**SET TASK:** Copy the listing from its first line through the line with "Query: bird's leg", changing "circle" to "disk" and leaving everything else as it is. Leave out any pictures.

################

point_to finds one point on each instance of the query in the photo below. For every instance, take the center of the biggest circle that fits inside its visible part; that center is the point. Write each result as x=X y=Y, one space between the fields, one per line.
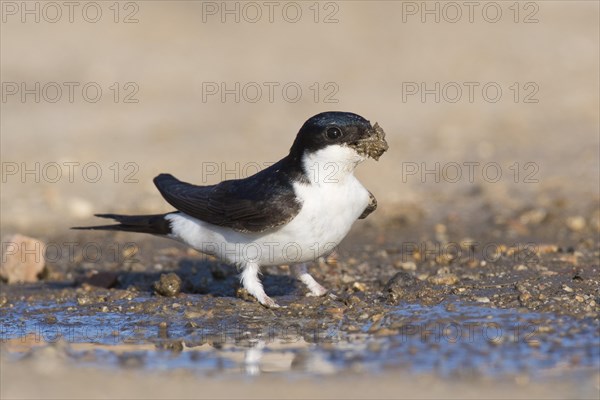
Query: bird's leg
x=301 y=273
x=252 y=284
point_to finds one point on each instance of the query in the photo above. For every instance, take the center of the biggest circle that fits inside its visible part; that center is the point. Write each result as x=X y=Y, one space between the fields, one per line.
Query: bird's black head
x=340 y=128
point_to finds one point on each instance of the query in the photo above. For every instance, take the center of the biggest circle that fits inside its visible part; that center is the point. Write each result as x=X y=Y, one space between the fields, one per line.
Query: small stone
x=80 y=208
x=533 y=217
x=443 y=279
x=169 y=285
x=406 y=266
x=23 y=259
x=83 y=300
x=576 y=224
x=103 y=279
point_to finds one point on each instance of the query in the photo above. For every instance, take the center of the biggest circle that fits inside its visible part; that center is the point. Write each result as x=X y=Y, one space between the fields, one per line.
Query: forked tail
x=154 y=224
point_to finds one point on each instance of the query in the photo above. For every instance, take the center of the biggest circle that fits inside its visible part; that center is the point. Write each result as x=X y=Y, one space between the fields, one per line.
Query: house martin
x=292 y=212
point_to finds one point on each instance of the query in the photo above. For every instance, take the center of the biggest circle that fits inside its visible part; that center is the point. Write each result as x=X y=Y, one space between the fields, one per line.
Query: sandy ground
x=511 y=170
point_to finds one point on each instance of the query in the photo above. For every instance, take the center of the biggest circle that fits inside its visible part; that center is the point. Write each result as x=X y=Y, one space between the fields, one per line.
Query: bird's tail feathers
x=155 y=224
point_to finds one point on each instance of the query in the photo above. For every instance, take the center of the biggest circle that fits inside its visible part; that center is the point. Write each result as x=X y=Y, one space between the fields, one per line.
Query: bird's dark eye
x=333 y=133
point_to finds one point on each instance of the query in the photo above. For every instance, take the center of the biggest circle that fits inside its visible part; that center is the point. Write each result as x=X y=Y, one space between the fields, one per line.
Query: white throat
x=333 y=164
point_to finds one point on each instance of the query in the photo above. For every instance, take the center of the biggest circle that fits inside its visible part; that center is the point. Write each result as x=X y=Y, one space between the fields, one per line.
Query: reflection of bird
x=296 y=210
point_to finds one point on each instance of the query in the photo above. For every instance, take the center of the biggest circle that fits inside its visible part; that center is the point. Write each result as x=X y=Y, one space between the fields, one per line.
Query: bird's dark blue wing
x=255 y=204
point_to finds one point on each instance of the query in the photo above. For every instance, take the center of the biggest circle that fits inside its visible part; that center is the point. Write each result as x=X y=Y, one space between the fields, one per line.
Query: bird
x=293 y=212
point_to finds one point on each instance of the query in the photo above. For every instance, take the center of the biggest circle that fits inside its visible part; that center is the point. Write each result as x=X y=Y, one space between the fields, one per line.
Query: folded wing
x=254 y=204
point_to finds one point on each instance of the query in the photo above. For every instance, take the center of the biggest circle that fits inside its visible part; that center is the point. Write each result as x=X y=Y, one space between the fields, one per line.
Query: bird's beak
x=373 y=145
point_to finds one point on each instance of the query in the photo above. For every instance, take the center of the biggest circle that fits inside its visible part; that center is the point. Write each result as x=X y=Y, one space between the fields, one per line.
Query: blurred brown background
x=369 y=58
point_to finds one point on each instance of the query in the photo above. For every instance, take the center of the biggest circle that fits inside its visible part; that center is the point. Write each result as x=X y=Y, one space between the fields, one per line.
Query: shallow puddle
x=452 y=339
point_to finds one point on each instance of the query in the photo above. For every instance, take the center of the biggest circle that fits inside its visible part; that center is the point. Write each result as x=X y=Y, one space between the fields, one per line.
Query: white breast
x=331 y=201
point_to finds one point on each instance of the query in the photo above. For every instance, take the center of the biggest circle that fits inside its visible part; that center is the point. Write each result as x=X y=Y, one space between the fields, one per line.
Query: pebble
x=443 y=279
x=169 y=285
x=23 y=259
x=576 y=224
x=406 y=266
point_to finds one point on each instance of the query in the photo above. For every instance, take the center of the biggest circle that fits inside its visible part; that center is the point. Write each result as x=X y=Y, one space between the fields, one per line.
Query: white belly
x=327 y=214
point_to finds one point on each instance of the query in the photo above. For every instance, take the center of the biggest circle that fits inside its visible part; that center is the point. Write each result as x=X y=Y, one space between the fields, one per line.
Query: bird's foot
x=316 y=290
x=268 y=302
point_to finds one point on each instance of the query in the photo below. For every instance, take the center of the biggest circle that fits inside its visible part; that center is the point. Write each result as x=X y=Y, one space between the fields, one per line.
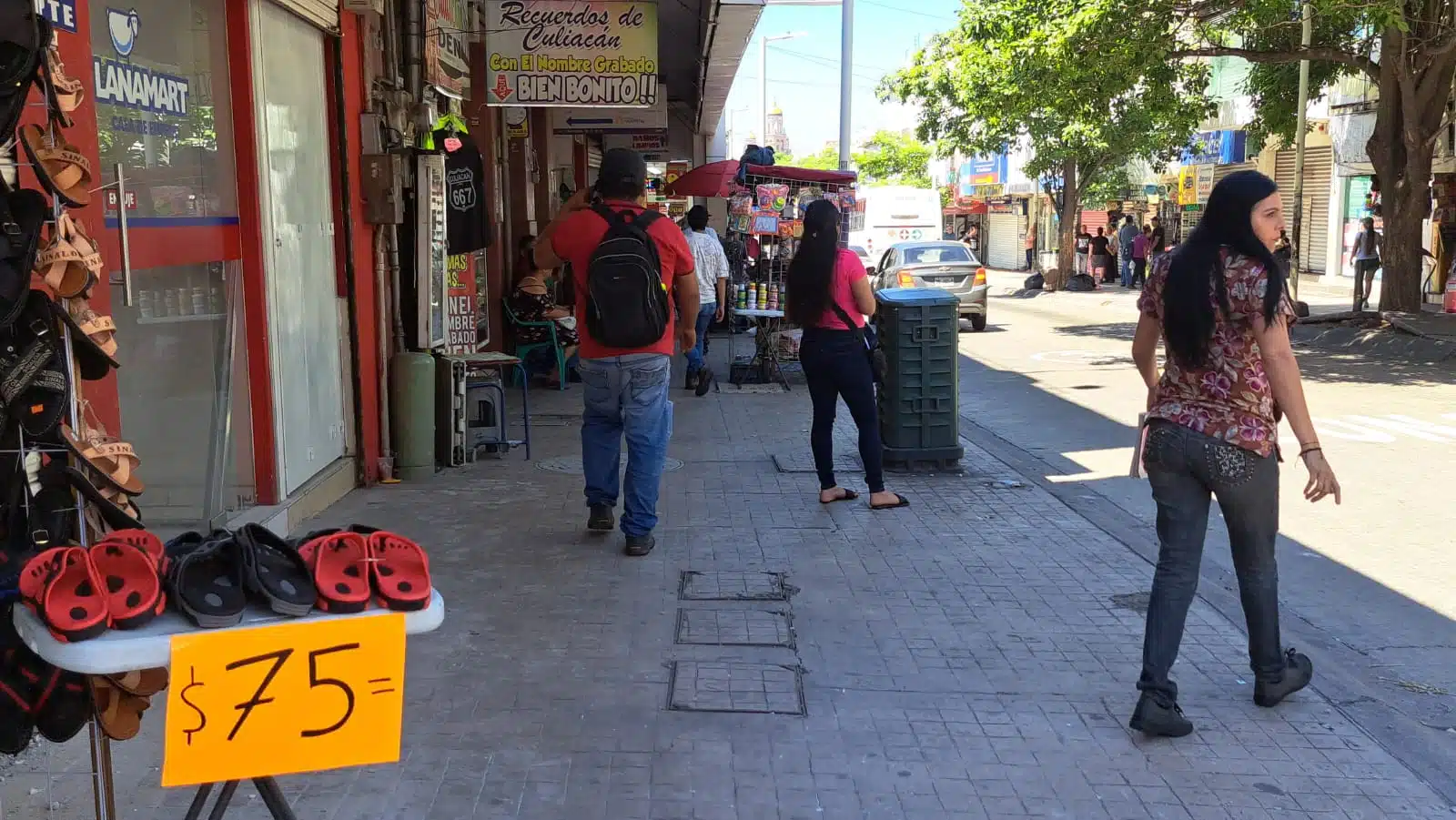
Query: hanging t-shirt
x=466 y=228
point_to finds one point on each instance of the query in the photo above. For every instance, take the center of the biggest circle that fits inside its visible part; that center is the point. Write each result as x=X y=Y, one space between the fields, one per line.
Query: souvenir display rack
x=769 y=208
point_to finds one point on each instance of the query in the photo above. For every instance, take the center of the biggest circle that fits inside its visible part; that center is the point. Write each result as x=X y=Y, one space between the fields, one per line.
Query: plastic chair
x=523 y=349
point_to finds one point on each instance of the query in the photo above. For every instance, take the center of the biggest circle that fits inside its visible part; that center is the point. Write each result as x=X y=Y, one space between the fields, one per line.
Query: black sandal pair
x=213 y=575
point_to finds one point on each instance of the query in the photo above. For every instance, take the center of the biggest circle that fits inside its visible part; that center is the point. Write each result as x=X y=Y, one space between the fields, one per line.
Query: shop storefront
x=211 y=133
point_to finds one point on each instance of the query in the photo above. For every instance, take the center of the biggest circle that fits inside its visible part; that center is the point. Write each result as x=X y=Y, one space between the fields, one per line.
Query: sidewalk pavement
x=968 y=657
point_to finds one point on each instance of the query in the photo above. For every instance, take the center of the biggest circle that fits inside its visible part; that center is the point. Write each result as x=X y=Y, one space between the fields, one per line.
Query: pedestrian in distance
x=711 y=268
x=632 y=271
x=1084 y=247
x=1125 y=244
x=1219 y=305
x=1365 y=254
x=1139 y=252
x=829 y=296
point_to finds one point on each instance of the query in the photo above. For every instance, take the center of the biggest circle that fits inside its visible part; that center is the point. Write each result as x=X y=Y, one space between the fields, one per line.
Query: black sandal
x=34 y=388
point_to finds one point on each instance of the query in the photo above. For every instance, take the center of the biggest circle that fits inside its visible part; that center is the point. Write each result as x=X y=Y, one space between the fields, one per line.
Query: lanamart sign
x=581 y=53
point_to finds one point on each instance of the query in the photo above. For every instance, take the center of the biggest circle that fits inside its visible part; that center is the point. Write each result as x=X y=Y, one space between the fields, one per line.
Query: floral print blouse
x=1229 y=398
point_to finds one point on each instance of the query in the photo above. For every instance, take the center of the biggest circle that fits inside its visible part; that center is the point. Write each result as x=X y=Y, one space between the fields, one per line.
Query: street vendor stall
x=766 y=204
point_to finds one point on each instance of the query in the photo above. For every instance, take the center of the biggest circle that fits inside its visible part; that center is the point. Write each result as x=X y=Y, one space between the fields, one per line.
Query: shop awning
x=713 y=179
x=717 y=178
x=804 y=174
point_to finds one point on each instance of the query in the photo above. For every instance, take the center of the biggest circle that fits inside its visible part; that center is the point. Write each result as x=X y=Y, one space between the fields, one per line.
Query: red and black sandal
x=341 y=572
x=133 y=584
x=399 y=572
x=62 y=587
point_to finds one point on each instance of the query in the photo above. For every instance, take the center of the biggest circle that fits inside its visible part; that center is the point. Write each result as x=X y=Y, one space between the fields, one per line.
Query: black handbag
x=866 y=337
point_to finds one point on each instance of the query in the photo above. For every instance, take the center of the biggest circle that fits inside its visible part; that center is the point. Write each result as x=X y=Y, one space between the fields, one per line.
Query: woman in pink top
x=829 y=296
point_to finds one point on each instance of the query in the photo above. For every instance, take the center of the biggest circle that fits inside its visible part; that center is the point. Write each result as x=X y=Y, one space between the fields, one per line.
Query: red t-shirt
x=848 y=269
x=577 y=238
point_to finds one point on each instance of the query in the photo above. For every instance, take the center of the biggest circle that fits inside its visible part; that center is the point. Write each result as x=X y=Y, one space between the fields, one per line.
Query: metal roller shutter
x=1220 y=171
x=1315 y=229
x=324 y=14
x=1004 y=249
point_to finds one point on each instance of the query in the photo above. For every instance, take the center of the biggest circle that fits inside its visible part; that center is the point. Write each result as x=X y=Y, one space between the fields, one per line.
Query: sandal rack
x=29 y=453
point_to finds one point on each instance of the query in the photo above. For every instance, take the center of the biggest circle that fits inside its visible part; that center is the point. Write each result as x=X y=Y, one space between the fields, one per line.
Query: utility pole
x=846 y=79
x=1298 y=235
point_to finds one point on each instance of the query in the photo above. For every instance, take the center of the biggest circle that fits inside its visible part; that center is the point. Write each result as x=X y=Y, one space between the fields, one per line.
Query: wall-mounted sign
x=60 y=12
x=612 y=120
x=517 y=123
x=1216 y=147
x=448 y=60
x=580 y=53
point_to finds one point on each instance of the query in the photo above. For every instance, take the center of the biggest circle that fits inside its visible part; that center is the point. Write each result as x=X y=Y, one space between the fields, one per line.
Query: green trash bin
x=919 y=404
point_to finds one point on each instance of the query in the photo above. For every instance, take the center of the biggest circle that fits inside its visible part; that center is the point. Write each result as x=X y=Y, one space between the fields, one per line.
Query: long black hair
x=812 y=273
x=1196 y=271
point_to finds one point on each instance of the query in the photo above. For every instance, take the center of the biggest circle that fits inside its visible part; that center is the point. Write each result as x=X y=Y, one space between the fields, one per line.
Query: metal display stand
x=150 y=647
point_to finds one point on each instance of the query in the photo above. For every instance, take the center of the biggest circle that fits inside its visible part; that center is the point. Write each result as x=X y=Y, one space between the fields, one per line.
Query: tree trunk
x=1067 y=232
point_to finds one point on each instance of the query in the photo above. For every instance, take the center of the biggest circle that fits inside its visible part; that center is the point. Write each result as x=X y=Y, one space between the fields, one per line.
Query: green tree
x=892 y=157
x=1407 y=48
x=1067 y=77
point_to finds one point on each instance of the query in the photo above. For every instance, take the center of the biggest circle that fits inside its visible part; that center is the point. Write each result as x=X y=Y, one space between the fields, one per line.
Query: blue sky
x=804 y=72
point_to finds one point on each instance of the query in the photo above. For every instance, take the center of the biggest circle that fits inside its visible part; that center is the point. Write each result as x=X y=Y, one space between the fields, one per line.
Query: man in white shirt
x=711 y=266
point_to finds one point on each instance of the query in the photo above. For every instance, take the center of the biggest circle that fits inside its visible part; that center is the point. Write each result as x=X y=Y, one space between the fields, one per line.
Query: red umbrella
x=713 y=179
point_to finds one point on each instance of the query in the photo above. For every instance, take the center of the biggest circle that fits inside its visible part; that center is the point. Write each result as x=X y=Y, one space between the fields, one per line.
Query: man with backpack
x=632 y=271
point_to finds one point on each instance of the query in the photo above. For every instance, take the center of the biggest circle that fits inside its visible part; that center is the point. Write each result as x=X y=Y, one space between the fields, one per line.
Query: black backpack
x=626 y=300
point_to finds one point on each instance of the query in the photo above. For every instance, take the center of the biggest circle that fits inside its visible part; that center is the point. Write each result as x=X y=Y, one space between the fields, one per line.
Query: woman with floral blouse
x=1220 y=308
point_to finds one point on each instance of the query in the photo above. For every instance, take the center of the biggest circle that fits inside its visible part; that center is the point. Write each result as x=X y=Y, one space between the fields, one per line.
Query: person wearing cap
x=711 y=266
x=625 y=390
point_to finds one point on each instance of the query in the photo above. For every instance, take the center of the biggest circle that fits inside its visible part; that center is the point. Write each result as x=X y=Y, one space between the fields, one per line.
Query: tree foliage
x=1063 y=76
x=893 y=157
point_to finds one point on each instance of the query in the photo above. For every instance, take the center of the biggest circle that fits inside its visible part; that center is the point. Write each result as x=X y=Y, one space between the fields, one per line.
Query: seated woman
x=531 y=302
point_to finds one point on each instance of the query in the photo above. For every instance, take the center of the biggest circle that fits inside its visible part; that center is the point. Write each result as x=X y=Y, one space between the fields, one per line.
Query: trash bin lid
x=915 y=298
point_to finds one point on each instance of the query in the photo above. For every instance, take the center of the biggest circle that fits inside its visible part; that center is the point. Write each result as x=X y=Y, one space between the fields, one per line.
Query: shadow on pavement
x=1411 y=723
x=1317 y=363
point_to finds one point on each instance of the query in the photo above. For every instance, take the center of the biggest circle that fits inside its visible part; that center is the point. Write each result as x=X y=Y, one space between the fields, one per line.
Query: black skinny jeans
x=836 y=366
x=1186 y=470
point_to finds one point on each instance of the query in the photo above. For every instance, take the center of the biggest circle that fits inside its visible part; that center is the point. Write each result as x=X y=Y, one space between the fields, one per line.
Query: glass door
x=165 y=128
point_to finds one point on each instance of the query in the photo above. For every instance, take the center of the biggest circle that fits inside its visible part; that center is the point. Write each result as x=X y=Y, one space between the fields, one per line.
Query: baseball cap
x=622 y=165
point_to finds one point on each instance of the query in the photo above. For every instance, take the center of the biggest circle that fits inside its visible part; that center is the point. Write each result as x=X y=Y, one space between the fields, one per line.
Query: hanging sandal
x=22 y=220
x=133 y=586
x=276 y=572
x=69 y=264
x=65 y=92
x=58 y=165
x=118 y=713
x=339 y=562
x=94 y=339
x=399 y=572
x=113 y=461
x=33 y=378
x=62 y=587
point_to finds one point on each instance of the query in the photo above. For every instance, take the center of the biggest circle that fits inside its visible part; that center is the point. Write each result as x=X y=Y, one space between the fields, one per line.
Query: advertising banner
x=572 y=53
x=446 y=56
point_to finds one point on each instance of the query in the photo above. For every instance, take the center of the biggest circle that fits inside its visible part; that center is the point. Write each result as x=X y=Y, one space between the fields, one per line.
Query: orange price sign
x=284 y=698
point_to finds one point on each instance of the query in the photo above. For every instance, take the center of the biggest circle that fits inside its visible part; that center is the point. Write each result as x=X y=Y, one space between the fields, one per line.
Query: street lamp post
x=763 y=79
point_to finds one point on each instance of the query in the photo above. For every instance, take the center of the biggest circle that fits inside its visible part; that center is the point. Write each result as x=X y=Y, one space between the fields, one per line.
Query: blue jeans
x=1187 y=471
x=705 y=318
x=626 y=395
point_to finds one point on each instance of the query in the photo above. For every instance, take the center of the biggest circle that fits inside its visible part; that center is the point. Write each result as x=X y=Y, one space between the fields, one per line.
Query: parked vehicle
x=946 y=266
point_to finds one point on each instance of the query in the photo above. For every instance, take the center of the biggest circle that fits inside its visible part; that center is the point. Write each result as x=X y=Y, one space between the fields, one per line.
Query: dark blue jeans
x=1186 y=471
x=836 y=368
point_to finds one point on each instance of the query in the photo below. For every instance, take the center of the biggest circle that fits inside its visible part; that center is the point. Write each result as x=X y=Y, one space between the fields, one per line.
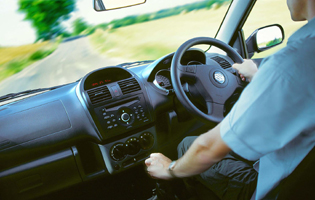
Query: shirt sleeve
x=264 y=118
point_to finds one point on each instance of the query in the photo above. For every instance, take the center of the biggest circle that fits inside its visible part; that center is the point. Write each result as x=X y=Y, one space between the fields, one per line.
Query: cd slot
x=126 y=102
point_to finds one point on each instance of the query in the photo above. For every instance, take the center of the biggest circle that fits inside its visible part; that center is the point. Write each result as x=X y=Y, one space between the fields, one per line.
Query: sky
x=15 y=31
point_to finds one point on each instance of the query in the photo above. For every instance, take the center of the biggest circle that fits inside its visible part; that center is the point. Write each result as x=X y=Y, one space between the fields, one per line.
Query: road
x=69 y=62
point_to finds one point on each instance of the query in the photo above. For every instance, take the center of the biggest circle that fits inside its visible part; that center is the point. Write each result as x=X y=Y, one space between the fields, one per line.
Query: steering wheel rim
x=177 y=68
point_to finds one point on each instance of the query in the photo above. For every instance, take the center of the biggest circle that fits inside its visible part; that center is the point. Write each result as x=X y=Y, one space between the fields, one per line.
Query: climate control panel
x=132 y=146
x=129 y=151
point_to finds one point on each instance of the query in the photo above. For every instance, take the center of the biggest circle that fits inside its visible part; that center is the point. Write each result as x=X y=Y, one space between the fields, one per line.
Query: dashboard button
x=125 y=117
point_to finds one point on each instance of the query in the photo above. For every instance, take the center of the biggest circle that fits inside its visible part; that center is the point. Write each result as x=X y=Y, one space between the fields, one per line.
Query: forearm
x=205 y=151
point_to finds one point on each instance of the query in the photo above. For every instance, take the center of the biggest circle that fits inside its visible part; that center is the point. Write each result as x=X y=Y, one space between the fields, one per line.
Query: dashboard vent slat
x=222 y=62
x=129 y=86
x=99 y=95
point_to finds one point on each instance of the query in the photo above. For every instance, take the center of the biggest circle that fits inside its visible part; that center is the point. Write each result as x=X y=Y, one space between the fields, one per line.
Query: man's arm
x=205 y=151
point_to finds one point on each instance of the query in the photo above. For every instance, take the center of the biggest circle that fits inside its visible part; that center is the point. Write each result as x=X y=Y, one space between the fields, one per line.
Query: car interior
x=89 y=139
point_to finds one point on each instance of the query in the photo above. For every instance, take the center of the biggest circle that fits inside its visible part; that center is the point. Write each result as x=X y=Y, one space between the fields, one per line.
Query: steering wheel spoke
x=211 y=83
x=215 y=109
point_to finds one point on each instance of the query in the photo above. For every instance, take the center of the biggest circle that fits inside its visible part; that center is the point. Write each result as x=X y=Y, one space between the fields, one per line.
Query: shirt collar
x=308 y=30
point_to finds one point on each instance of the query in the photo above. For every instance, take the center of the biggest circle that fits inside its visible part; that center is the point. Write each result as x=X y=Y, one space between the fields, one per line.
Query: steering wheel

################

**OUTPUT FOR THIS TASK:**
point_to finds one point on each instance of the query in the photo below. For every instance, take the center of the biggest disk that fits inside its visible part; that center is the point. Write each result as x=X y=Y, one space between the fields, one per line.
Query: bird's leg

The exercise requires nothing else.